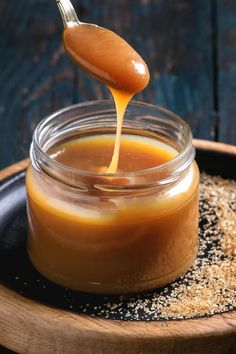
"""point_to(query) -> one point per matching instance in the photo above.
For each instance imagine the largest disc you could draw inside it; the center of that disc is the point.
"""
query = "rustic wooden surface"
(30, 327)
(188, 45)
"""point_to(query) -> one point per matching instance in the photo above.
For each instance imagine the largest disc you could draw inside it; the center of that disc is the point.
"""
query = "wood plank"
(37, 78)
(226, 49)
(34, 79)
(174, 37)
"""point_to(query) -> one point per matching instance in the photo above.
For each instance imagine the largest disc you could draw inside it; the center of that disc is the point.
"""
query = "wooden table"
(188, 45)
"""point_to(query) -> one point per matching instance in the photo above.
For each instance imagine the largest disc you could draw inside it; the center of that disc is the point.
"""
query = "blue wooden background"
(189, 45)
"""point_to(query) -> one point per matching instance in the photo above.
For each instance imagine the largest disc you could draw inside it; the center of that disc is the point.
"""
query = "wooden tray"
(29, 326)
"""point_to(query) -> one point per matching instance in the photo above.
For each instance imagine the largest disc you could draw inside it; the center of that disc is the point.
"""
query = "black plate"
(17, 273)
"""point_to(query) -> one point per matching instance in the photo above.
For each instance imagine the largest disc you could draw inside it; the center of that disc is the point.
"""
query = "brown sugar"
(210, 286)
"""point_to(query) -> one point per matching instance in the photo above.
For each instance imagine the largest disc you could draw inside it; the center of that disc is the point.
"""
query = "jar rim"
(187, 150)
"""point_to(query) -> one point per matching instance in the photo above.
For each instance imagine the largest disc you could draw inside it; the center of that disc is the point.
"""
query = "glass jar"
(122, 233)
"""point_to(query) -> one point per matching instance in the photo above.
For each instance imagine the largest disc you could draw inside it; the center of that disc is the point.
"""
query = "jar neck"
(99, 116)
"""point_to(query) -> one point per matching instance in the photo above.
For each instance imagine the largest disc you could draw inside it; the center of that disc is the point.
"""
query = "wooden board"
(30, 327)
(36, 77)
(226, 63)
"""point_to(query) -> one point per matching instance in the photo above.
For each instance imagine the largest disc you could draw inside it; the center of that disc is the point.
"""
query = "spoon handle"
(68, 13)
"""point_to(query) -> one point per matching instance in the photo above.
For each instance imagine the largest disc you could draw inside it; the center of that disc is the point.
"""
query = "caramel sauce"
(101, 241)
(110, 59)
(92, 153)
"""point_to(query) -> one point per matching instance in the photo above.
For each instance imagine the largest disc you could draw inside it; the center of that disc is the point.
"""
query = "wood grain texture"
(226, 62)
(36, 77)
(30, 327)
■ ■ ■ ■
_What to produce_
Return all the entries word for word, but omit any pictures they contain.

_Exercise response_
"""point_to(query) -> one point per matching instance in the photo above.
For each instance imagine the largest disc you could draw inside it; the center of that disc is the point.
"""
query = "rustic wooden surface"
(30, 327)
(188, 45)
"""point_to(query) -> one point per matching instance in the photo above.
For each instance imagine the largest disc you could draw inside it; the center of that disc is the point.
"""
query = "wood plank"
(37, 78)
(226, 49)
(34, 79)
(174, 37)
"""point_to(query) -> one point per matching instance in the photo above.
For each instance imagine the largest disc you could draw inside it; the center of that disc is the point.
"""
query = "wooden table"
(188, 45)
"""point_to(query) -> one point per matching instance in the photo above.
For each instance imagine the largest disc you could draw inside it; the center of that disc is the point.
"""
query = "blue wooden background"
(189, 45)
"""point_to(query) -> one point per matching instance in the photo above.
For each instance imagine the largest disc you could draw inside it; the center of that disc is the point.
"""
query = "wooden tray"
(29, 326)
"""point_to(query) -> one point per matching instance in the photo above.
For each instance imagine the largest disc you could draw inside it; the center of that disc is the point.
"""
query = "black plate"
(17, 273)
"""point_to(query) -> one point per matching instance in the photo above.
For each instance imagine the largest disc you could draw inside it; the center of that disc is the point.
"""
query = "brown sugar"
(210, 286)
"""point_to(query) -> one point per matching instance in the photo above.
For each instance imagine the largest disc you could draw inside it; the center of that disc is the point.
"""
query = "jar rim"
(187, 150)
"""point_to(query) -> one point per matching instance in the photo above.
For each instance imagine the largest disc you could draw inside it; the center of that disc is the point.
"""
query = "glass jar"
(122, 233)
"""point_to(query) -> one point per matching instance in the photo above.
For each instance imagine the largest disc you could draw inside it; the center of that disc is the point.
"""
query = "jar neck"
(99, 116)
"""point_to(query) -> one point per matching instance in the photo above.
For each instance imagine the largest disc you could draw inside it; the center of that disc is the point.
"""
query = "wooden board"
(30, 327)
(36, 77)
(226, 63)
"""point_to(query) -> one point per matching instance in the photo above.
For each instance imagine the largest disc you could draw inside it; the center of that disc is the point.
"""
query = "spoon handle"
(68, 13)
"""point_to(query) -> one point per matching instance in the photo above.
For each instance imagine the largest disc you could draw inside it; the center of that disc is the point.
"""
query = "caramel sauce"
(101, 241)
(110, 59)
(92, 153)
"""point_to(query) -> one point per matching instance in the photo above.
For each instance imagine the largest disc you could draw inside it; the center of that disc is the point.
"""
query = "wood grain texture"
(226, 62)
(36, 77)
(30, 327)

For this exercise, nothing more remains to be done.